- _SHORT PROBLEM_: In the data below, quote verbatim every line from the one containing "on the cream" through the final line of the data, both of those lines included.

- _DATA EXCERPTS_:
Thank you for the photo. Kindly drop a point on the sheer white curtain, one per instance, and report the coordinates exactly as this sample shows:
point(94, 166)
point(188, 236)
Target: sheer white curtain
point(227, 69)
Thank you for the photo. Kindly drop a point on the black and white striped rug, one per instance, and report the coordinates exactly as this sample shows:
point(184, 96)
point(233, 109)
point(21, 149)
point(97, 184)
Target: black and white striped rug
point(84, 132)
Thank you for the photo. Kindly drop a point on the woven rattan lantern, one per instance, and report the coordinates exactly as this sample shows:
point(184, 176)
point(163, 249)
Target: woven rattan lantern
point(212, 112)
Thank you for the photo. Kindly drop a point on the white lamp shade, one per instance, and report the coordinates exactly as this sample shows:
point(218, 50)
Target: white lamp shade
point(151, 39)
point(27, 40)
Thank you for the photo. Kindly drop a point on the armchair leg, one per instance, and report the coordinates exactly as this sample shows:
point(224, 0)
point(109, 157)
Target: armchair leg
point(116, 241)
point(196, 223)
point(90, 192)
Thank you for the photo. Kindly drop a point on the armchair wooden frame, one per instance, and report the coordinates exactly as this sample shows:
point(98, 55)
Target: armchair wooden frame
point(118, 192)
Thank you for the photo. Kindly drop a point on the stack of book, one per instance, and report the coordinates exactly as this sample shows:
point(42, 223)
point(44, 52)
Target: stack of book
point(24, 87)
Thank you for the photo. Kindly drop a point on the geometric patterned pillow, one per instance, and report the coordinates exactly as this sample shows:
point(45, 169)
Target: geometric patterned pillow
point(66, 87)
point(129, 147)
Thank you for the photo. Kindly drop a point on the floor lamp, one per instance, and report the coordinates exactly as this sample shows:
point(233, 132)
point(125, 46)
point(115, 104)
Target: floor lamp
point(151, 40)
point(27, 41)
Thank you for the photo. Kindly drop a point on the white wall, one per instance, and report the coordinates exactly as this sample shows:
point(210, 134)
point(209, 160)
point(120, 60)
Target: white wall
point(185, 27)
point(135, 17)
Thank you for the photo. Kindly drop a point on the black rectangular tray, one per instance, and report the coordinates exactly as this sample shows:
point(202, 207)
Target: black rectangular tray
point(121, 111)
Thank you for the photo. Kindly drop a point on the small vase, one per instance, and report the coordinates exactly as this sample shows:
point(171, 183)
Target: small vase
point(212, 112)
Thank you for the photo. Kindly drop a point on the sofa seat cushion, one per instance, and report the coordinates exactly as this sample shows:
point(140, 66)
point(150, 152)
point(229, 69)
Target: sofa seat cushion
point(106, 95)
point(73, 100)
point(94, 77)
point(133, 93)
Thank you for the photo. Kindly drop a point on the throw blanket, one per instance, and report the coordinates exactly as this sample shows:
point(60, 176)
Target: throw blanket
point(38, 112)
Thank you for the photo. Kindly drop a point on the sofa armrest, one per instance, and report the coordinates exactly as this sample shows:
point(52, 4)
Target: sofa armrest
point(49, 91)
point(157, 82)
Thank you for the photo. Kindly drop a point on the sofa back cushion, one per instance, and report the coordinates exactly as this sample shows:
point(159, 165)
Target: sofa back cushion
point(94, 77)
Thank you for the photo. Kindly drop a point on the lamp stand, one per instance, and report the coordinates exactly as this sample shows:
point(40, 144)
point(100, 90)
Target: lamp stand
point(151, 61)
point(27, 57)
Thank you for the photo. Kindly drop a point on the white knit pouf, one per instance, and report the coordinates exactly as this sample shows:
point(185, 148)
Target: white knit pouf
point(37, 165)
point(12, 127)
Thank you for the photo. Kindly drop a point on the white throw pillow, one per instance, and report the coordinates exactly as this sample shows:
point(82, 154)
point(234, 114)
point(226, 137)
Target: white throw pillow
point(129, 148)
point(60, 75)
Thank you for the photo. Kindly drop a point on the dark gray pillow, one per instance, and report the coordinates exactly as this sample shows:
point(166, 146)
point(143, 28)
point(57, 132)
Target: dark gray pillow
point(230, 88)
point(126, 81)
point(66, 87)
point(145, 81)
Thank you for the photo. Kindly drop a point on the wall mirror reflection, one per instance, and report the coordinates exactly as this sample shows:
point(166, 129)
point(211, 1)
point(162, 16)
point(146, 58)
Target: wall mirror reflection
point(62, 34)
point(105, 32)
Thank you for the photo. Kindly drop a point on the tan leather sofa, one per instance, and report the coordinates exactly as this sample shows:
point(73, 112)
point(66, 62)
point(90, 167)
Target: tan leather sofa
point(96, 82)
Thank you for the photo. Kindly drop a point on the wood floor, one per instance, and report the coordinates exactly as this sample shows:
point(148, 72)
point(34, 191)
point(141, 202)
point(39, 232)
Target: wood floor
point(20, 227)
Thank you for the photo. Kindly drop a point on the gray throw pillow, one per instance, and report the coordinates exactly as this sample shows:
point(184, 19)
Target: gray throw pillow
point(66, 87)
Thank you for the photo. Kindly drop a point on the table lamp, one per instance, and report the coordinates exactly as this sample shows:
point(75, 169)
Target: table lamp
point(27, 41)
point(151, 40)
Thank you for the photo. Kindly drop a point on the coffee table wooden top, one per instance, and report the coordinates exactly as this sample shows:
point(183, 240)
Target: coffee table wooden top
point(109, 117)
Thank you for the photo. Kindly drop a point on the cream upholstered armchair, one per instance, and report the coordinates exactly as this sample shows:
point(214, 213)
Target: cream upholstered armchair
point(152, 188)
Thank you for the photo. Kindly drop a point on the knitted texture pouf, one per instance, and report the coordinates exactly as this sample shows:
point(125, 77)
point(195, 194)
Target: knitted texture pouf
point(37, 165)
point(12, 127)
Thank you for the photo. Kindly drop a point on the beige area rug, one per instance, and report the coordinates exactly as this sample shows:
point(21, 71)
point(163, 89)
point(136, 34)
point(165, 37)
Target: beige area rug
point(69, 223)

- _SOLUTION TO THIS PROBLEM_:
Thank you for the photo. Kindly drop a point on the cream upholstered armchair, one per instance, and report the coordinates exactly as this sample shows:
point(214, 213)
Target: cream upholstered armchair
point(152, 188)
Thank you for the photo. Kindly drop a point on the knitted texture pouf, one per instance, and report the coordinates exactly as this sample shows:
point(125, 77)
point(195, 194)
Target: knitted texture pouf
point(37, 165)
point(12, 127)
Thank you for the photo. Kindly drop a point on the beige area rug, one per instance, and report the coordinates exactly as this sample shows:
point(21, 71)
point(163, 89)
point(136, 34)
point(165, 37)
Target: beige area rug
point(69, 223)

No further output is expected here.